- _Fragmento para leer_:
Día 6: Alégrate, María, llena de Gracia
ALÉGRATE, MARÍA, LLENA DE GRACIA…
¿No es impresionante que la primera palabra que el divino mensajero dice a María sea ALÉGRATE?
Y si bien en castellano nuestro “Dios te salve” no refleja tan nítidamente esa invitación, es esencial que no la olvidemos nunca. Porque es la invitación eficaz de Dios a toda la Humanidad, a todos nosotros, representados en la humilde jovencita de Nazareth.
Cada vez que rezas el Ave María utilizas las mismas palabras que Dios eligió para dirigirse a aquella niña soñada, predestinada y llamada por Dios para permitir la irrupción del Verbo en la historia humana.
Cada vez que las pronuncias, María revive esa intensa conmoción que la turbó de emoción y casi de “vértigo”, vértigo que luego sería acrecentado al oír la entera propuesta del Creador.
Alégrate María… porque el Señor está contigo, porque el mundo vuelve a ser un lugar de su Presencia, porque ya ha finalizado el tiempo del castigo y se abren nuevamente las puertas del Corazón de Dios.

- _Datos almacenados_:
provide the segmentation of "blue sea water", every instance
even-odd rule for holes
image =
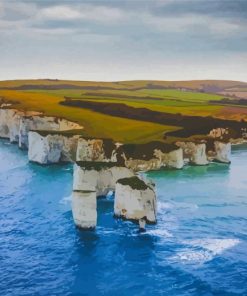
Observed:
[[[80,232],[72,166],[41,167],[0,141],[0,295],[247,295],[247,146],[232,164],[148,174],[158,224],[113,218]]]

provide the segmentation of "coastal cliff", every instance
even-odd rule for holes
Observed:
[[[206,143],[203,142],[177,142],[176,145],[183,149],[184,159],[194,165],[207,165]]]
[[[74,163],[72,214],[81,229],[97,226],[97,198],[112,191],[116,217],[137,221],[140,228],[146,222],[156,223],[156,194],[141,180],[140,172],[182,169],[187,162],[230,163],[232,138],[228,129],[215,129],[204,140],[121,144],[84,137],[75,131],[81,128],[66,119],[0,108],[0,137],[28,149],[29,161],[42,165]]]
[[[28,159],[39,164],[72,162],[75,160],[79,137],[30,131]]]
[[[134,176],[116,183],[114,214],[124,219],[156,223],[156,195],[153,188]]]
[[[0,108],[0,137],[17,142],[22,149],[28,149],[30,131],[69,131],[82,129],[77,123],[63,118],[44,116],[39,112],[23,112]]]

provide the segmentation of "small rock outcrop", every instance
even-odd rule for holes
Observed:
[[[176,145],[183,149],[184,158],[194,165],[207,165],[206,144],[203,142],[177,142]]]
[[[156,223],[156,195],[151,186],[137,176],[117,181],[114,214],[124,219]]]
[[[73,190],[96,191],[97,196],[104,196],[115,190],[119,179],[131,176],[134,176],[131,170],[115,163],[77,162],[74,165]]]
[[[117,162],[116,144],[108,139],[80,138],[76,161]]]
[[[40,112],[0,108],[0,137],[18,143],[22,149],[28,149],[28,135],[31,130],[68,131],[75,129],[82,129],[82,127],[63,118],[44,116]]]
[[[30,131],[28,159],[39,164],[75,161],[79,136]]]
[[[73,191],[72,215],[80,229],[94,229],[97,225],[97,199],[95,191]]]
[[[77,123],[49,116],[22,116],[19,130],[19,147],[28,149],[29,131],[67,131],[81,128]]]
[[[229,142],[214,142],[215,156],[214,160],[222,163],[231,163],[231,143]]]
[[[135,172],[159,170],[162,167],[181,169],[184,165],[182,149],[162,142],[123,145],[118,149],[119,158]]]

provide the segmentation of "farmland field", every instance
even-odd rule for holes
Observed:
[[[180,126],[155,120],[113,116],[90,108],[61,104],[65,101],[119,104],[155,112],[183,116],[211,116],[218,119],[246,120],[246,106],[225,106],[224,94],[232,89],[246,91],[246,83],[233,81],[126,81],[81,82],[60,80],[1,81],[0,99],[15,108],[41,111],[46,115],[67,118],[84,127],[92,137],[112,138],[125,143],[163,140],[167,132]],[[213,102],[213,103],[212,103]],[[236,101],[237,102],[237,101]],[[99,105],[101,106],[101,105]],[[103,106],[103,105],[102,105]]]

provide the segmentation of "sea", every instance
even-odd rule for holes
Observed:
[[[39,166],[0,140],[0,295],[247,295],[247,146],[230,165],[150,172],[145,233],[98,200],[95,231],[71,212],[72,165]]]

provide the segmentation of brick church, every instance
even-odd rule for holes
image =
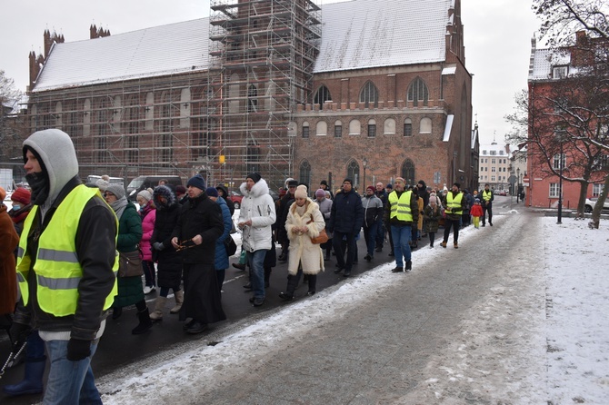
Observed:
[[[84,177],[477,187],[460,0],[316,3],[211,0],[208,18],[73,43],[46,31],[30,129],[69,133]]]

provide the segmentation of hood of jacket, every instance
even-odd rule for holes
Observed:
[[[157,200],[157,197],[159,195],[165,197],[167,200],[166,204],[162,204]],[[156,208],[159,210],[166,210],[167,208],[175,205],[177,203],[177,199],[174,192],[172,192],[169,187],[164,184],[155,187],[155,191],[153,193],[153,200],[155,201],[155,205],[156,205]]]
[[[49,194],[45,203],[57,198],[59,192],[78,174],[78,159],[70,135],[58,129],[45,129],[32,133],[23,143],[33,149],[43,161],[44,171],[49,181]]]
[[[252,196],[256,198],[260,197],[261,195],[268,194],[268,184],[265,179],[260,179],[254,183],[252,190],[247,191],[247,183],[244,182],[239,186],[239,191],[245,197]]]

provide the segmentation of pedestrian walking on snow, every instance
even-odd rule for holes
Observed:
[[[290,238],[290,254],[287,265],[287,287],[281,292],[282,300],[292,300],[301,275],[307,276],[307,295],[315,293],[317,274],[324,271],[324,252],[311,238],[319,236],[325,228],[325,222],[319,206],[307,197],[306,187],[299,185],[295,193],[295,202],[290,207],[285,221],[285,230]]]

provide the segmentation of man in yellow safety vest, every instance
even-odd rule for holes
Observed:
[[[459,191],[461,184],[455,183],[453,184],[451,191],[446,193],[444,196],[444,204],[446,209],[444,213],[444,238],[442,241],[442,247],[446,247],[448,242],[448,236],[451,233],[451,227],[453,230],[453,245],[454,249],[459,247],[459,227],[461,227],[461,215],[465,209],[465,197],[463,193]]]
[[[81,183],[70,136],[38,131],[24,141],[32,211],[17,257],[21,301],[10,334],[45,341],[51,369],[44,403],[102,403],[91,359],[117,292],[116,216]]]

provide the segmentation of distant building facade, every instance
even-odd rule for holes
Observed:
[[[599,41],[604,41],[599,43]],[[596,51],[596,46],[599,45]],[[594,69],[595,74],[606,75],[607,70],[606,52],[609,46],[606,40],[589,38],[584,32],[576,34],[576,43],[574,46],[564,48],[562,52],[555,52],[551,49],[537,49],[536,42],[532,40],[531,64],[529,67],[529,104],[534,104],[534,110],[539,111],[542,104],[534,100],[543,100],[544,95],[551,94],[549,98],[555,97],[553,93],[556,89],[566,89],[569,93],[566,97],[572,97],[576,90],[568,85],[569,81],[577,80],[576,74],[583,69]],[[604,62],[596,65],[597,61],[591,58],[591,51],[604,52]],[[571,82],[574,83],[574,82]],[[567,86],[565,86],[567,84]],[[563,90],[560,90],[563,91]],[[544,110],[542,110],[544,111]],[[551,150],[551,166],[554,173],[559,173],[561,170],[565,176],[570,178],[582,177],[583,171],[590,171],[590,182],[586,197],[597,197],[603,190],[604,178],[609,172],[609,153],[597,149],[597,159],[593,161],[593,165],[583,169],[582,163],[588,161],[587,154],[594,148],[583,147],[584,143],[578,143],[576,147],[574,143],[564,143],[560,146],[560,133],[563,131],[563,123],[560,122],[560,111],[556,111],[554,106],[545,107],[549,112],[547,116],[557,116],[554,121],[545,123],[545,133],[547,137],[546,148]],[[537,119],[538,122],[542,120]],[[593,131],[600,129],[600,140],[606,138],[609,134],[609,125],[602,122],[593,120],[590,123]],[[531,128],[529,128],[529,137],[532,137]],[[551,148],[551,149],[550,149]],[[527,151],[527,173],[523,179],[524,189],[526,193],[525,202],[528,205],[534,207],[556,208],[558,206],[561,181],[558,175],[554,174],[548,168],[547,163],[538,159],[547,152],[541,151],[539,145],[531,143]],[[541,162],[541,163],[540,163]],[[581,185],[578,182],[562,182],[563,191],[563,207],[576,209],[580,198]]]

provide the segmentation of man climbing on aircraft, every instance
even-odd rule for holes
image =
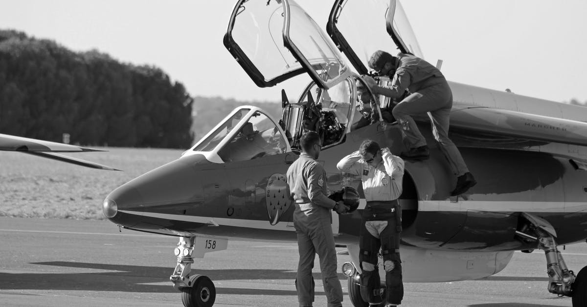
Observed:
[[[324,292],[328,306],[342,306],[342,287],[336,275],[336,251],[330,226],[330,211],[349,211],[343,202],[326,196],[328,178],[322,165],[316,161],[320,155],[320,136],[309,131],[300,138],[302,154],[288,169],[288,185],[295,202],[294,226],[298,236],[299,262],[296,289],[301,306],[311,306],[314,301],[312,269],[318,254]]]
[[[457,173],[457,185],[451,194],[461,194],[475,185],[477,182],[460,152],[448,138],[453,93],[440,71],[413,55],[400,53],[393,56],[380,50],[371,56],[369,66],[379,75],[392,79],[389,88],[366,80],[373,94],[394,99],[401,96],[406,89],[410,93],[392,111],[402,127],[404,142],[409,145],[408,151],[402,152],[401,156],[404,159],[426,159],[430,155],[426,141],[412,118],[412,116],[427,112],[434,138],[440,144],[440,149]]]
[[[400,234],[402,209],[397,198],[402,195],[404,161],[387,148],[372,140],[361,144],[359,150],[343,158],[336,165],[339,171],[361,176],[367,205],[363,211],[359,233],[359,266],[361,296],[369,306],[379,306],[379,248],[385,269],[387,306],[397,306],[403,298]]]

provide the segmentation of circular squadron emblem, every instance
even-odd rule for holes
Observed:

- _Indicaciones_:
Cambia "niña" por "joven" al copiar de nuevo el fragmento desde "Cada vez que rezas" hasta "propuesta del Creador.", ambos incluidos. Respóndelo todo usando solo el fragmento.

- _Respuesta correcta_:
Cada vez que rezas el Ave María utilizas las mismas palabras que Dios eligió para dirigirse a aquella joven soñada, predestinada y llamada por Dios para permitir la irrupción del Verbo en la historia humana.
Cada vez que las pronuncias, María revive esa intensa conmoción que la turbó de emoción y casi de “vértigo”, vértigo que luego sería acrecentado al oír la entera propuesta del Creador.